DOCUMENT TEXT:
Mexico’s macroeconomic and sectoral performance has deteriorated significantly since the end of 1992, particularly since the outburst of the crisis in December of 1994. After a slowdown in manufacturing and total economy’s GDP growth, the economy apparently recovered in 1994, with a GDP growth of 3% and 2.5%, respectively. Moreover, the financial deficit was of 1.6%, 0.7% and -1% for 1992, 1993, and 1994.

However, as stressed earlier, Mexico’s economy presented serious and unsustainable macroeconomic and sectoral problems. The increasing current account deficit created by the trade deficit of the manufacturing sector was being financed by extremely volatile foreign investments. Thus, and contrary to the crisis of 1982, the cause of the crisis of 1994 was the manufacturing and private sector, i.e., the central sectors for Mexico’s future development, as determined by the government’s strategy. Moreover, the crisis of 1994 is directly related to the macroeconomic liberalization strategy and the sectoral impasse, particularly in the manufacturing sector. As analyzed earlier, the initial export-oriented industrialization resulted in an import-oriented industrialization in which the manufacturing sector, with high GDP, productivity and export growth, decreased drastically backward and forward linkages with the rest of the economy. This process manifested clearly in the sector during 1987-1992, since the trade balance/GDP coefficient increased from -6.67% to -42.42%, i.e., during this period manufacturing’s net import penetration increased by a factor of almost 7.

This process had radical consequences for the labor market. During the recovery period 1987-1992, as examined, the economy was not able to generate employment in net terms, i.e, above the 5% annually required by the Mexican society. However, total economy, particularly the manufacturing sector, expelled labor power since 1992 in absolute terms. In the case of manufacturing, employment growth for 1992, 1993, and 1994 was of -2.1 %, -7.2%, and -5.7%, and estimations for 1995 and 1996 are expected to deepen this falling tendency, since GDP growth accounted for -6.9% in 1995. Total economy expelled more than 1,000,000 persons in 1995 according to official sources. Thus, the serious challenge of employment generation in Mexico has sharpened radically since 1994-1995, and, as highlighted earlier, the latest economic programs do not foresee specific measures to solve some of these structural conditions of Mexico’s economy.

DATA SHOWN:
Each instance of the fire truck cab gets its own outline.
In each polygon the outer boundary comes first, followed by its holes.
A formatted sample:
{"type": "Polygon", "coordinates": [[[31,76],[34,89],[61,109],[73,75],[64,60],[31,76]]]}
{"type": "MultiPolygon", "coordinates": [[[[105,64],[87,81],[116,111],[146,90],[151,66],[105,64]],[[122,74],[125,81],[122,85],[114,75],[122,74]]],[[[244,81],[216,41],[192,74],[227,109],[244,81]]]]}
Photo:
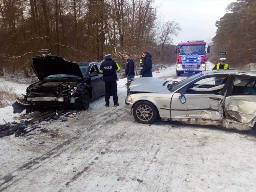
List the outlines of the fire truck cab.
{"type": "Polygon", "coordinates": [[[210,53],[211,46],[206,48],[206,45],[203,40],[183,41],[179,43],[174,50],[177,55],[177,76],[184,72],[197,73],[206,70],[206,54],[210,53]]]}

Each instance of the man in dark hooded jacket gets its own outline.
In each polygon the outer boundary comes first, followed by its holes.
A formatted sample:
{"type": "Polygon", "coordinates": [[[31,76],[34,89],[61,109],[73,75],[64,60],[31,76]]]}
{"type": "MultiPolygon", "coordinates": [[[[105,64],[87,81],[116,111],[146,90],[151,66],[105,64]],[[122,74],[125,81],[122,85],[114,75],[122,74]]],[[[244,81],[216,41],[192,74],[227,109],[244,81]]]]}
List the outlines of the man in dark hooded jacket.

PROBLEMS:
(1) Answer these from the text on Mexico's economic crisis:
(a) What was manufacturing employment growth in 1993?
(b) Between which two values did the manufacturing trade balance/GDP coefficient move during 1987-1992?
(c) How many persons did the total economy expel in 1995, according to official sources?
(2) Render this sentence from the text on Mexico's economic crisis in Spanish: "Total economy expelled more than 1,000,000 persons in 1995 according to official sources."
(3) Please copy word for word the stretch of the text on Mexico's economic crisis from "Mexico’s macroeconomic and" through "1993, and 1994.".
The material is from a different source than the text.

TASK-BY-TASK ANSWERS:
(1)
(a) -7.2%
(b) From -6.67% to -42.42%
(c) More than 1,000,000

(2) La economía total expulsó a más de 1,000,000 de personas en 1995, según fuentes oficiales.

(3)
Mexico’s macroeconomic and sectoral performance has deteriorated significantly since the end of 1992, particularly since the outburst of the crisis in December of 1994. After a slowdown in manufacturing and total economy’s GDP growth, the economy apparently recovered in 1994, with a GDP growth of 3% and 2.5%, respectively. Moreover, the financial deficit was of 1.6%, 0.7% and -1% for 1992, 1993, and 1994.